__EXCERPT TO READ__
Pending home sales dropped 8.6 percent in June, falling 20 percent from the same period in 2021 while signaling a drop in closed contracts in the near-term, according to data from the National Association of Realtors.

Pending sales — which represent a home that has gone under contract but hasn’t yet closed — is just one key housing market metric to fall dramatically recently, with new home sales, existing home sales, and new residential construction all dipping under the weight of sky-high mortgage rates.

Pending sales saw a slight rebound in May, creeping up 0.7 percent after six straight months of declines, with June signaling a return to the trend of steady declines.

Lawrence Yun | Photo credit: NAR

“Contract signings to buy a home will keep tumbling down as long as mortgage rates keep climbing, as has happened this year to date,” said NAR Chief Economist Lawrence Yun. “There are indications that mortgage rates may be topping or very close to a cyclical high in July. If so, pending contracts should also begin to stabilize.”

Buyers are pulling back as homes become more and more costly. According to the NAR, buying a home in June 2022 was about 80 percent more expensive than buying one in June 2019, meaning nearly a quarter of the buyers who purchased property in June 2019 no longer earn the qualifying income to purchase one today.

“Home sales will be down by 13% in 2022, according to our latest projection,” Yun said. “With mortgage rates expected to stabilize near 6% and steady job creation, home sales should start to rise by early 2023.”

Some experts saw the slow down as a welcome sign of a much needed market shift necessary to cool down a market that saw no signs of stopping over the past two years.

George Ratiu | Credit: Realtor.com

“Looking ahead, a slowdown in economic activity and pullback in business investments could lead to a moderation in the pace of mortgage rate gains, as investors shift allocations toward the safety of bonds,” George Ratiu, senior economist at Realtor.com said in a statement. “Combined with the increase in housing supply, we could see improved opportunities for homebuyers later in the year. The bottom line is that we are seeing a welcome shift for a housing market in need of a refresh.”

All geographic regions of the country saw declines in contract signings, with the Pending Home Sales Index falling 6.7 percent in the Northeast, 3.8 percent in the Midwest, 8.9 percent in the South, and 15.9 percent in the West.

Some rows
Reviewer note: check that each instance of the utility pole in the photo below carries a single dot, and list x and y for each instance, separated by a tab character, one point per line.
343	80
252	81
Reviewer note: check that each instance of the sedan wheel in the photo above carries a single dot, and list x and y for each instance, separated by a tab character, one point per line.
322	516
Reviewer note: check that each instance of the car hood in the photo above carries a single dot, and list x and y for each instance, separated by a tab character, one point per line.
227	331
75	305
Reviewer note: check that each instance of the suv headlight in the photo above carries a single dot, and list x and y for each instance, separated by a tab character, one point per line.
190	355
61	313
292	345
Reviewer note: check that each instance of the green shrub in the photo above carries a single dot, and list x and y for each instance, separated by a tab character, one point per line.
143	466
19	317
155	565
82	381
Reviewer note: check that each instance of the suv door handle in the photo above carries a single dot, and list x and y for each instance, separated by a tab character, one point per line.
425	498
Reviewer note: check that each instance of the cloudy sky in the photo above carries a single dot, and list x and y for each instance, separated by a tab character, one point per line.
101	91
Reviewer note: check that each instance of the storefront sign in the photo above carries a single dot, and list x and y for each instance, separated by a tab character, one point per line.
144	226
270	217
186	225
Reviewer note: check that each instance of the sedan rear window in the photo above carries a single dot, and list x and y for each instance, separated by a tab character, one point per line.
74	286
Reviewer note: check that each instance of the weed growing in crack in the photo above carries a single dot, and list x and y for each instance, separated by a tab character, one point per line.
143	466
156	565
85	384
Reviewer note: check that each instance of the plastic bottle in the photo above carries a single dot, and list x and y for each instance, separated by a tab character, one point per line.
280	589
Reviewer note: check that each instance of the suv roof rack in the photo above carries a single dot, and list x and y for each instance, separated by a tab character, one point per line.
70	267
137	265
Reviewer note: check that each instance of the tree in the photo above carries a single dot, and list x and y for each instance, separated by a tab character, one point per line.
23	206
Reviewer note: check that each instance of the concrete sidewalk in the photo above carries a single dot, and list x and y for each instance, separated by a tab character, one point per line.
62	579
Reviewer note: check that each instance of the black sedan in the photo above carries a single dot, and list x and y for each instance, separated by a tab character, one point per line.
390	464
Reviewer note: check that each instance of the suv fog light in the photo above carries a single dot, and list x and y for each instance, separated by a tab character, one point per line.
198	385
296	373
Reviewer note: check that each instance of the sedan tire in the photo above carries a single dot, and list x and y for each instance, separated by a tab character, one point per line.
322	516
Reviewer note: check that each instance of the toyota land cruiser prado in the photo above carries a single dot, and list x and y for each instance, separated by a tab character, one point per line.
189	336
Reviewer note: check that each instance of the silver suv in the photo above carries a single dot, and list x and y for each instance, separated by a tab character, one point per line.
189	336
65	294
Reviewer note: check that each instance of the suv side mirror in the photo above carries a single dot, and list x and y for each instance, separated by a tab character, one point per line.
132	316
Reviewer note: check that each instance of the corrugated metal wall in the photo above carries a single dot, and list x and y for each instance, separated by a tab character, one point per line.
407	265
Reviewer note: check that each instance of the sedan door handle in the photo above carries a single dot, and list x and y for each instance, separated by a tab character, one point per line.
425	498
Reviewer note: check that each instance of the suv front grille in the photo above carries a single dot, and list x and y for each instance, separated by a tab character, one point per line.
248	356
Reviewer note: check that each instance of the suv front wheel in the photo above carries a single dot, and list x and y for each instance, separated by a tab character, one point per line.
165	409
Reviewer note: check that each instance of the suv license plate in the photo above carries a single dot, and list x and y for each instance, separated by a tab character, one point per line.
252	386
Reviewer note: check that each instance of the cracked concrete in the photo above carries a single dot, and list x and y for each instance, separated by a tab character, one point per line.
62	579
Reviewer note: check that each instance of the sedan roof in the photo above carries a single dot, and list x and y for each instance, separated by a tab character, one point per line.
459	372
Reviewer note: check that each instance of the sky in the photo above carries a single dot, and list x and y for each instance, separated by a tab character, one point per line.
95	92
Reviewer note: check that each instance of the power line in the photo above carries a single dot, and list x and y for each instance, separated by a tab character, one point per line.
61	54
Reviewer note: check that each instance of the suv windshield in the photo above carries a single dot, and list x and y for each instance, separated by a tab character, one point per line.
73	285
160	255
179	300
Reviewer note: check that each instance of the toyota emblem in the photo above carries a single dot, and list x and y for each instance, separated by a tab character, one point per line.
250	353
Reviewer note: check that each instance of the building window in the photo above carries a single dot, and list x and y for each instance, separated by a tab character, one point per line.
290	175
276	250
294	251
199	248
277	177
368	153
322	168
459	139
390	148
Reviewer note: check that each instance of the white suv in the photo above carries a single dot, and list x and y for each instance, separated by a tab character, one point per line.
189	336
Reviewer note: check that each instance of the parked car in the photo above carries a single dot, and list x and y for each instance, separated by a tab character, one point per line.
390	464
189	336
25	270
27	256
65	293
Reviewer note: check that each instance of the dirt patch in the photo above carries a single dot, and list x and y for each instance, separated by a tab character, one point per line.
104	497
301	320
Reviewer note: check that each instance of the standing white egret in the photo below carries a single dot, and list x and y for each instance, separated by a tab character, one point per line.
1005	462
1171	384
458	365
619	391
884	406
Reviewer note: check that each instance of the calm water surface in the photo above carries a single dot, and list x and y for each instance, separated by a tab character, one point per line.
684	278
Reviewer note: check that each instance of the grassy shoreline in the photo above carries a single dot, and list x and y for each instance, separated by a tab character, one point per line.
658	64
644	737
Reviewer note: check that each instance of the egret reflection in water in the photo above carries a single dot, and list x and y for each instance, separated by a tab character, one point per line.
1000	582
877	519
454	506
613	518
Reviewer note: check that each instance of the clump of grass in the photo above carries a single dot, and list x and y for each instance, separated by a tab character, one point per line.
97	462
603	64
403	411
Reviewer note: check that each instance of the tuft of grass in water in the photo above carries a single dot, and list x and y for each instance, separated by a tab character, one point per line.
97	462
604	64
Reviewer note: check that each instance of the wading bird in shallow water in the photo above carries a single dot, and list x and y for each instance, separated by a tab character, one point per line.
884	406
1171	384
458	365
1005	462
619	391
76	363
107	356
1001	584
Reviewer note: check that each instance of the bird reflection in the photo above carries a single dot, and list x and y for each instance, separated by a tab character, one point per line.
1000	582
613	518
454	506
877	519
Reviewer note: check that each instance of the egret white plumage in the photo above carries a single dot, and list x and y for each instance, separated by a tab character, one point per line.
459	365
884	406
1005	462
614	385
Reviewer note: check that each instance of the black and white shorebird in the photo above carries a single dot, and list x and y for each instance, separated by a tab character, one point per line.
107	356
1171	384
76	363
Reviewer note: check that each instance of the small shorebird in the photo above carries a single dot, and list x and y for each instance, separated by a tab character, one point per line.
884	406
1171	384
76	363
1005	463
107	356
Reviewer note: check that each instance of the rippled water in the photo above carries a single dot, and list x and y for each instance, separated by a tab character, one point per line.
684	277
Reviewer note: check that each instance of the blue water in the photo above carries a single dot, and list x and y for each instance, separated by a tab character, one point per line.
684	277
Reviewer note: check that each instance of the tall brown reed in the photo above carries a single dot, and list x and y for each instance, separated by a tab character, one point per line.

__GIVEN EXERCISE 1__
According to the pending home sales article, why might nearly a quarter of the people who bought homes in June 2019 be unable to buy one today? Answer in one to three sentences.
__GIVEN EXERCISE 2__
Duplicate everything in the pending home sales article from "Some experts saw" down to "past two years.".

__SOLUTION 1__
Buying a home in June 2022 was about 80 percent more expensive than in June 2019. As a result, nearly a quarter of the June 2019 buyers no longer earn the income needed to qualify for a purchase today.

__SOLUTION 2__
Some experts saw the slow down as a welcome sign of a much needed market shift necessary to cool down a market that saw no signs of stopping over the past two years.